Exercise brief
Line by line, print the records exactly, and keep images out of the copy.

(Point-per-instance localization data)

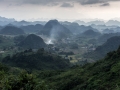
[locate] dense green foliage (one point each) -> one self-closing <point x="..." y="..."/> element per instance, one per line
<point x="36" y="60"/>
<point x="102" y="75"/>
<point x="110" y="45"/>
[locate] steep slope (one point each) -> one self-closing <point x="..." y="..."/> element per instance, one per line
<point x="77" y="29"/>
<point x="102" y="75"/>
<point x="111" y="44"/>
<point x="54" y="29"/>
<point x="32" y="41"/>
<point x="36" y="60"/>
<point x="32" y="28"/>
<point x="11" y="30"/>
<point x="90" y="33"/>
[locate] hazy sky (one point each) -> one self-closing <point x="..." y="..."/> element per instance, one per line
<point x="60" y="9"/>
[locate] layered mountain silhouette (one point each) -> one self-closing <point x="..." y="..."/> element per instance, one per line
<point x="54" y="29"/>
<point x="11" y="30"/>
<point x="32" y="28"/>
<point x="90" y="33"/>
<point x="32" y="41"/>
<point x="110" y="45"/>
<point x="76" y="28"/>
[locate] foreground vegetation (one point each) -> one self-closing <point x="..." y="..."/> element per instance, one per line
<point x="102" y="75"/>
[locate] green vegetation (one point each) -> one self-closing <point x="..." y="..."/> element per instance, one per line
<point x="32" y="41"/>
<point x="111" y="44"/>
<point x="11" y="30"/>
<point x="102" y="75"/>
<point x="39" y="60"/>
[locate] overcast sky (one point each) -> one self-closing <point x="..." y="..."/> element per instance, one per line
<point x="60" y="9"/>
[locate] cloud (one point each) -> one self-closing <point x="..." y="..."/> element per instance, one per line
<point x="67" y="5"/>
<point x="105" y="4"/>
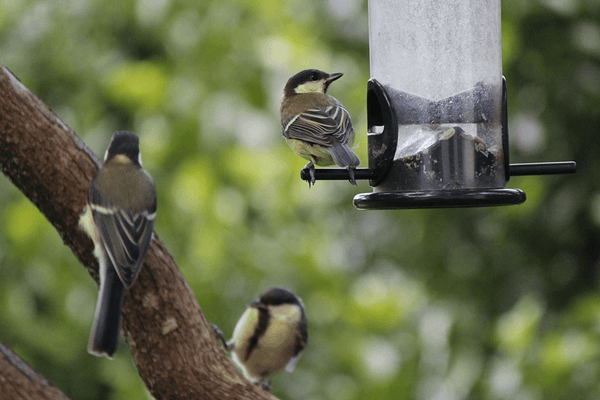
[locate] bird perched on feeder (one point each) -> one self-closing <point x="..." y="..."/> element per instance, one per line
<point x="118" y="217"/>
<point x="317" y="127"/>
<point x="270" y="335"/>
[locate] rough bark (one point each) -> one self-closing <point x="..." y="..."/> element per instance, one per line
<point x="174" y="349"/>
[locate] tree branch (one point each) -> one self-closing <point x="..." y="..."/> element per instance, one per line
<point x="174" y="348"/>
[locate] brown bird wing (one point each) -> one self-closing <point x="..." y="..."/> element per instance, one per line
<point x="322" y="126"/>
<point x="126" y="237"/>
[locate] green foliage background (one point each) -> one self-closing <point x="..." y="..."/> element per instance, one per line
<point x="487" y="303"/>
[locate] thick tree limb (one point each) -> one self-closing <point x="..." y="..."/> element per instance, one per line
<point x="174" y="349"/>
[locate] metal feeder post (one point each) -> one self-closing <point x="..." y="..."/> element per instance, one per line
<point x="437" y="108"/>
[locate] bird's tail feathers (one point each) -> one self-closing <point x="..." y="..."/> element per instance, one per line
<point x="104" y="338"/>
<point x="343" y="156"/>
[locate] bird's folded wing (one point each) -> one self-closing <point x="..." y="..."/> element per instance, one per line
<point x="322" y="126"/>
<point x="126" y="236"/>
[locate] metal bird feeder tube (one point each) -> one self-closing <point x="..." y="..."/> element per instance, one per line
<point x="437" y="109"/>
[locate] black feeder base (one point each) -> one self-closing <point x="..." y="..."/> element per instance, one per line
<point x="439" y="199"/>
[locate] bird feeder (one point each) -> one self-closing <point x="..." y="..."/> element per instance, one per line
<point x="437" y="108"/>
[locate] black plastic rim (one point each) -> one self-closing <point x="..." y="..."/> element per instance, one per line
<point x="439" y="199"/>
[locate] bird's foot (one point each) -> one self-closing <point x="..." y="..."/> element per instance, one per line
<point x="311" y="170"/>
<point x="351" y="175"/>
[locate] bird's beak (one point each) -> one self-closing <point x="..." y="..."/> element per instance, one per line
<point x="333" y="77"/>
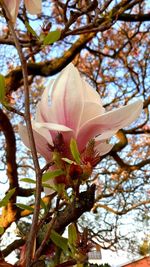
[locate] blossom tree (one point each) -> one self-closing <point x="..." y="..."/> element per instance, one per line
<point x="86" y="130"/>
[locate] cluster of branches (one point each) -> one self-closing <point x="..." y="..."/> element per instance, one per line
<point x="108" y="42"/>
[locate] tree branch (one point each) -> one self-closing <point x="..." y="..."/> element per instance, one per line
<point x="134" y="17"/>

Answer space
[locate] dense green foliage (one point each) -> one self-closing <point x="..." y="..."/> element per instance, one per line
<point x="36" y="60"/>
<point x="102" y="75"/>
<point x="110" y="45"/>
[locate] steep slope (one point each) -> one self-closing <point x="..." y="..."/> element per instance, one per line
<point x="77" y="29"/>
<point x="102" y="75"/>
<point x="111" y="44"/>
<point x="54" y="29"/>
<point x="32" y="41"/>
<point x="36" y="60"/>
<point x="32" y="28"/>
<point x="11" y="30"/>
<point x="90" y="33"/>
[locate] hazy sky (one point each) -> one self-closing <point x="..." y="..."/> element per instance, one per line
<point x="60" y="9"/>
[locate] layered mountain silhouette (one point each) -> one self-closing <point x="..." y="..."/> element per instance, one per line
<point x="54" y="29"/>
<point x="11" y="30"/>
<point x="32" y="28"/>
<point x="90" y="33"/>
<point x="32" y="41"/>
<point x="110" y="45"/>
<point x="76" y="28"/>
[locate] foreground vegetation (one point each) -> one self-closing <point x="..." y="..."/> element per instance, one per line
<point x="102" y="75"/>
[locate] green vegetation (one point each) -> one self-closing <point x="..." y="..."/> element per instance, one per line
<point x="32" y="41"/>
<point x="111" y="44"/>
<point x="11" y="30"/>
<point x="102" y="75"/>
<point x="39" y="60"/>
[locate] overcast sky (one point each) -> one self-closing <point x="..." y="..."/> element per instance, one per line
<point x="60" y="9"/>
[locate] cloud (one point each) -> one self-closing <point x="..." y="..."/> element per instance, one per line
<point x="67" y="5"/>
<point x="105" y="4"/>
[locate] bird perched on feeder (one point each) -> one self-closing <point x="..." y="..."/> element per instance, one per line
<point x="118" y="217"/>
<point x="317" y="127"/>
<point x="270" y="335"/>
[locate] rough bark (one point each) -> one self-closing <point x="..." y="..."/> element per instance, one per line
<point x="174" y="349"/>
[locate] tree branch (one point each) -> one self-closing <point x="..." y="..."/> element per instance, one per line
<point x="174" y="348"/>
[locate] brown bird wing (one point each) -> one self-closing <point x="..." y="..."/> element per instance, one per line
<point x="322" y="126"/>
<point x="126" y="237"/>
[locate] green foliage background (one point each) -> one self-closing <point x="..." y="..."/> element per instance, one per line
<point x="487" y="303"/>
[locate] thick tree limb (one point each) -> one self-closing <point x="..." y="..."/> element per instance, one per line
<point x="174" y="349"/>
[locate] metal feeder post (one point each) -> one self-closing <point x="..." y="..."/> element per instance, one per line
<point x="437" y="108"/>
[locate] bird's tail feathers (one point each) -> one self-closing <point x="..." y="..."/> element per instance, one per line
<point x="104" y="338"/>
<point x="343" y="156"/>
[locate] bird's folded wing (one point each) -> one self-closing <point x="..." y="..."/> element per instance, one per line
<point x="322" y="126"/>
<point x="126" y="236"/>
[locate] metal bird feeder tube (one point each) -> one self-closing <point x="..." y="..."/> element per instance, one per line
<point x="437" y="109"/>
[locate] black feeder base (one point each) -> one self-closing <point x="..." y="..."/> element per instance, one per line
<point x="439" y="199"/>
[locate] bird feeder (one point each) -> one self-closing <point x="..." y="..."/> element per instance, one per line
<point x="437" y="108"/>
[locate] black plastic rim (one point each) -> one self-closing <point x="..." y="..."/> element per instance, one per line
<point x="439" y="199"/>
[locate] bird's foot (one point each) -> one self-closing <point x="..." y="..."/> element per instance, one per line
<point x="311" y="170"/>
<point x="351" y="175"/>
[locate] bird's beak (one point each) -> one self-closing <point x="..." y="..."/> element per instance, one per line
<point x="333" y="77"/>
[locate] blossom tree (one point each) -> one self-closing <point x="..." y="..."/> element per instance, one per line
<point x="86" y="130"/>
[locate] cluster of branches (one point each) -> one self-closing <point x="..." y="..."/> element per instance, one per line
<point x="108" y="42"/>
[locate] tree branch (one point each) -> one self-closing <point x="..." y="..."/> element per instance, one per line
<point x="134" y="17"/>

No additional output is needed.